**Exercise requirements**
In the article on sugarcane, an insect, and a fungus, which journal published the results of the study?

Scientists uncover an interaction between sugarcane, an insect and a fungus | AGÊNCIA FAPESP

Attacks by the sugarcane borer—sugarcane’s main pest—cause the plant to produce proteins that act not against the insect but against a fungus, as reported in a study led by Brazilian researchers

Scientists uncover an interaction between sugarcane, an insect and a fungus

June 06, 2012

By Fábio de Castro

Agência FAPESP – A study conducted by Brazilian researchers shows that infestation by the sugarcane borer (Diatraea saccharalis), a caterpillar that is the main sugarcane pest, activates a gene that encodes a protein with a strong antifungal property.

The study, the results of which were published in Molecular Plant-Microbe Interactions, is part of a FAPESP Bioenergy Research Program (BIOEN) research project on the interactions between plants, microorganisms and insects. 

The study involved scientists from the Universidade de São Paulo (USP) Luiz de Queiroz School of Agriculture (ESALQ), the USP School of Pharmaceutical Sciences in Ribeirão Preto, the Universidade Federal de São Carlos (UFSCar) and the National Bioethanol Science and Technology Lab in Campinas (SP).

According to Marcio Castro Silva-Filho, one of the article’s authors and a professor in the Genetics department at ESALQ-USP, the researchers had already shown in previous studies that attack by the borer activates a gene that encodes a protein called Sugarwin.

The Esalq researchers assumed that sugarwin has an insecticidal effect, and they patented the promoter of the sugarwin gene with the aim of using it in genetically modified plants in which the  protein would be produced only when the plant was attacked by an insect. However, the group made an intriguing finding: sugarwin had no effect on the insects.

“We cloned the sugarwin gene, introduced it into a fungal vector to produce a large quantity of the protein and tested its action on the insect. We were surprised because the protein had no insecticidal effect whatsoever. It was only then that we formulated the hypothesis that perhaps the gene was expressed to protect the plant from the fungi that could appear after the insects’ attack,” said Silva-Filho to Agência FAPESP.

Plants carry a series of genes that can be activated in response to attack by certain insects, producing proteins that can impede the attack. For some time, the Esalq group has been trying to insert such genes into sugarcane.

“We observed that, in sugarcane plantations, borer infestation is frequently associated with the fungi that cause podridão vermelha [sudden death syndrome],”said Silva-Filho.

Silva-Filho says that podridão vermelha causes sugarcane to produce less sucrose. When the plant is used for ethanol production, the disease results in even greater damage, as the invasive microorganisms contaminate the sugarcane juice and compete with the yeast during fermentation, thus affecting the amount of ethanol produced.

The moth Diatraea saccharalis lays its eggs on the stalk of the plant. When the eggs hatch, the caterpillar penetrates the stalk, creating holes and tunnels. These holes then become entryways for the opportunistic fungi, explained Silva-Filho.

**Data extract**

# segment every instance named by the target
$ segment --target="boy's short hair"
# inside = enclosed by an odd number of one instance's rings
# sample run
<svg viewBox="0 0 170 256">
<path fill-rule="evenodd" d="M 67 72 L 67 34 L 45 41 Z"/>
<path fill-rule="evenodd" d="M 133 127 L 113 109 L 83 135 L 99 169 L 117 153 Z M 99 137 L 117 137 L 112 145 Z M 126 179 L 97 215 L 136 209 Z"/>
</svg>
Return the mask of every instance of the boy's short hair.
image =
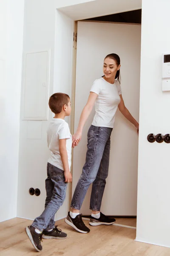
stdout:
<svg viewBox="0 0 170 256">
<path fill-rule="evenodd" d="M 54 114 L 58 114 L 61 112 L 64 105 L 68 105 L 70 99 L 70 97 L 65 93 L 54 93 L 49 99 L 49 107 Z"/>
</svg>

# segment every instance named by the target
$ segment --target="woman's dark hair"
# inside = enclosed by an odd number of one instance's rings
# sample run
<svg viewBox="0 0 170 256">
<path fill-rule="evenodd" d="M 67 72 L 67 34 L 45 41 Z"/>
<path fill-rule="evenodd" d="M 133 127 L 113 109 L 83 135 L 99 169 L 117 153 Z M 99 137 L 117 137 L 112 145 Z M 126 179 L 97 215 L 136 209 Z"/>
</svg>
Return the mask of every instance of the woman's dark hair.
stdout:
<svg viewBox="0 0 170 256">
<path fill-rule="evenodd" d="M 114 60 L 116 63 L 116 64 L 118 66 L 120 65 L 120 57 L 117 54 L 116 54 L 116 53 L 111 53 L 110 54 L 108 54 L 105 58 L 105 60 L 108 58 L 111 58 L 112 60 Z M 120 70 L 117 70 L 116 74 L 115 79 L 116 79 L 117 81 L 119 81 L 119 83 L 120 84 L 121 81 L 121 77 L 120 76 Z"/>
</svg>

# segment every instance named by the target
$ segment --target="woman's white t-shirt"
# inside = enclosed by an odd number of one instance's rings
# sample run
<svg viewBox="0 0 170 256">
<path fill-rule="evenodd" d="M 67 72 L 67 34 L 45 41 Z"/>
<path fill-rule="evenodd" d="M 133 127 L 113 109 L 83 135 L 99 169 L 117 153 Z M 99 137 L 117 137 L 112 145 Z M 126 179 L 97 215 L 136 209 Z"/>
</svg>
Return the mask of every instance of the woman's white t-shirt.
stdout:
<svg viewBox="0 0 170 256">
<path fill-rule="evenodd" d="M 59 140 L 66 139 L 68 165 L 71 166 L 72 136 L 68 124 L 63 119 L 53 118 L 47 130 L 47 143 L 51 151 L 48 163 L 64 171 L 59 151 Z"/>
<path fill-rule="evenodd" d="M 119 83 L 115 80 L 112 84 L 101 77 L 94 81 L 90 91 L 98 95 L 95 101 L 96 113 L 92 124 L 113 128 L 116 112 L 120 102 L 119 95 L 122 94 Z"/>
</svg>

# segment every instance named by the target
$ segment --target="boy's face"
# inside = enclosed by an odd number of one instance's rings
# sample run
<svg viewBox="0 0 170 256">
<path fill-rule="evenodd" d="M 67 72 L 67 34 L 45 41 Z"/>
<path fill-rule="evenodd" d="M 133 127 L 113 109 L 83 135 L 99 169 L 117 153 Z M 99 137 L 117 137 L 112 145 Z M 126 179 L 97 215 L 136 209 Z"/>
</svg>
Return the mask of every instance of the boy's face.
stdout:
<svg viewBox="0 0 170 256">
<path fill-rule="evenodd" d="M 70 99 L 69 100 L 67 105 L 65 105 L 65 107 L 66 116 L 70 116 L 71 111 L 71 102 L 70 101 Z"/>
</svg>

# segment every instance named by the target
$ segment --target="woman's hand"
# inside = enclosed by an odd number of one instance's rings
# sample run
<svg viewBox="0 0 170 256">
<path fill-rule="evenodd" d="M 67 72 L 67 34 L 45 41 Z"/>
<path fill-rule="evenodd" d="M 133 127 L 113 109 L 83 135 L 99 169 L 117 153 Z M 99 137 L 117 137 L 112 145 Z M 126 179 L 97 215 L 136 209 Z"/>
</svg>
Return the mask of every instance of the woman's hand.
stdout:
<svg viewBox="0 0 170 256">
<path fill-rule="evenodd" d="M 72 175 L 70 171 L 65 171 L 64 172 L 64 177 L 66 183 L 69 183 L 72 182 Z"/>
<path fill-rule="evenodd" d="M 138 123 L 137 123 L 137 124 L 135 126 L 135 127 L 137 129 L 137 132 L 138 133 L 138 134 L 139 134 L 139 125 Z"/>
<path fill-rule="evenodd" d="M 72 147 L 74 148 L 76 146 L 78 145 L 79 141 L 82 138 L 82 134 L 81 132 L 76 133 L 74 134 L 72 137 Z"/>
</svg>

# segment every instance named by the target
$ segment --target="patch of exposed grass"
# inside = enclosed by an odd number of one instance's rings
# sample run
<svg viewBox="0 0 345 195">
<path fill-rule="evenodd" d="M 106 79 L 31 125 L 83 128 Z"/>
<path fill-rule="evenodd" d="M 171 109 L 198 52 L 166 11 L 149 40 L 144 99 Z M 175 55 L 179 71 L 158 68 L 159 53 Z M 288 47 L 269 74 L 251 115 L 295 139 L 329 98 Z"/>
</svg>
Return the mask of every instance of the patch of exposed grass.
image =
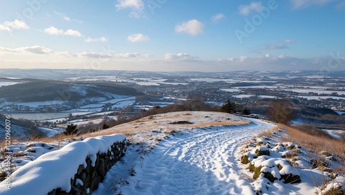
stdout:
<svg viewBox="0 0 345 195">
<path fill-rule="evenodd" d="M 333 154 L 339 157 L 344 165 L 345 142 L 332 139 L 328 136 L 317 136 L 308 134 L 295 128 L 284 127 L 288 137 L 282 138 L 283 141 L 297 144 L 307 151 L 317 153 L 320 151 L 324 154 Z"/>
</svg>

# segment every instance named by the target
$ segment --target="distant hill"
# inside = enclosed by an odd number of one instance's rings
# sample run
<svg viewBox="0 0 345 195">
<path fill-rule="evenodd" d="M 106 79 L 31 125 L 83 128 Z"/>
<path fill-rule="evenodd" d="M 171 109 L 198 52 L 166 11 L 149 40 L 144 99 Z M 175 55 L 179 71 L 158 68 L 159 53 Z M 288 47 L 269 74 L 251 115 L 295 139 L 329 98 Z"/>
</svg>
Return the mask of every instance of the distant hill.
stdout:
<svg viewBox="0 0 345 195">
<path fill-rule="evenodd" d="M 124 85 L 28 80 L 27 82 L 0 87 L 0 101 L 30 102 L 63 100 L 79 102 L 95 98 L 112 98 L 114 95 L 140 95 Z"/>
<path fill-rule="evenodd" d="M 39 131 L 32 122 L 22 120 L 15 120 L 10 118 L 10 137 L 14 140 L 23 140 L 28 139 L 30 136 L 46 137 L 46 135 Z M 6 138 L 6 118 L 5 115 L 0 114 L 0 129 L 3 129 L 3 133 L 0 133 L 0 140 Z"/>
</svg>

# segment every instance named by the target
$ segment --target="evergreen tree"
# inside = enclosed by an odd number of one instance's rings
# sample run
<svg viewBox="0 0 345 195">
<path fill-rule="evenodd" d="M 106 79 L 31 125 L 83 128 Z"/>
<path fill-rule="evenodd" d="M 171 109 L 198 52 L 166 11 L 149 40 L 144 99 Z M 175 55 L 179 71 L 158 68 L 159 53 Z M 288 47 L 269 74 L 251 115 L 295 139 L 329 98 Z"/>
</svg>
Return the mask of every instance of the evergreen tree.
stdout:
<svg viewBox="0 0 345 195">
<path fill-rule="evenodd" d="M 250 115 L 250 109 L 248 108 L 244 108 L 243 109 L 243 114 L 244 115 Z"/>
<path fill-rule="evenodd" d="M 102 127 L 102 129 L 106 129 L 109 128 L 109 125 L 106 124 L 106 123 L 104 123 Z"/>
<path fill-rule="evenodd" d="M 221 111 L 224 113 L 233 113 L 236 112 L 236 104 L 234 102 L 230 102 L 228 100 L 226 104 L 223 104 L 221 108 Z"/>
<path fill-rule="evenodd" d="M 65 129 L 65 135 L 69 136 L 69 135 L 73 135 L 73 134 L 77 134 L 77 131 L 78 131 L 78 129 L 77 128 L 77 124 L 74 124 L 73 123 L 70 124 L 67 126 L 67 127 Z"/>
</svg>

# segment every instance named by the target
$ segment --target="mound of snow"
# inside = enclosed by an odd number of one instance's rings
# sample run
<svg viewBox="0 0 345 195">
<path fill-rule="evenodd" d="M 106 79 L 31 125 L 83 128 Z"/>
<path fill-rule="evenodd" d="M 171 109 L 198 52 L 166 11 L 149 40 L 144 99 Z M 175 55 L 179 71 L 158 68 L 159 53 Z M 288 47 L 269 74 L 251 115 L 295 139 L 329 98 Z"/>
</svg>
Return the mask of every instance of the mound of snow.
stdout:
<svg viewBox="0 0 345 195">
<path fill-rule="evenodd" d="M 111 149 L 115 142 L 122 142 L 126 136 L 114 134 L 87 138 L 67 145 L 62 149 L 45 154 L 36 160 L 27 163 L 11 175 L 10 189 L 6 181 L 0 183 L 0 194 L 47 194 L 54 189 L 69 192 L 70 179 L 80 165 L 85 165 L 87 156 L 95 160 L 97 153 Z M 43 152 L 42 147 L 34 147 Z M 53 182 L 47 182 L 53 181 Z"/>
</svg>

**Response for this exercise**
Molecular Plant-Microbe Interactions